> _Assignment_
What is needed is a word-for-word copy of all the entries, minus the pictures.

Photo-based referring expression data:
_____
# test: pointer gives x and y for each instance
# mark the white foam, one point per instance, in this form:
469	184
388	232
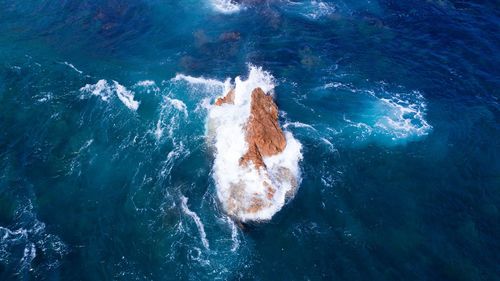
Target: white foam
197	220
105	91
225	6
204	85
72	67
148	85
298	125
178	104
226	127
198	80
101	89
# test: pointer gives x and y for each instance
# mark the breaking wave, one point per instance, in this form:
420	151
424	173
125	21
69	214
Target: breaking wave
238	187
225	6
106	90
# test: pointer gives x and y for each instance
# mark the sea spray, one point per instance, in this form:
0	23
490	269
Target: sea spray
240	187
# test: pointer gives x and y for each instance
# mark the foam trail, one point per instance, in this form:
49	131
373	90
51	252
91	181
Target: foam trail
_____
> _Output for this task_
# test: pointer gives x and y for each instance
# mark the white foam, one point per instance, in this form:
469	184
388	232
Target: white foam
197	220
105	91
225	6
204	85
72	67
148	85
298	125
178	104
226	127
198	80
101	89
# test: pointer gives x and y for each instance
# mark the breaking wave, one point per instance, in this form:
420	151
424	173
125	21
69	214
Target: breaking wave
238	187
225	6
106	90
# test: pointer gives x and y for each instance
# mark the sea spray, one point per instance, in this form:
0	23
490	269
Target: sea spray
240	187
# test: pointer gives x and y for each instance
# mark the foam trail, one point per instance, in this form:
49	131
373	90
51	252
91	181
Target: foam trail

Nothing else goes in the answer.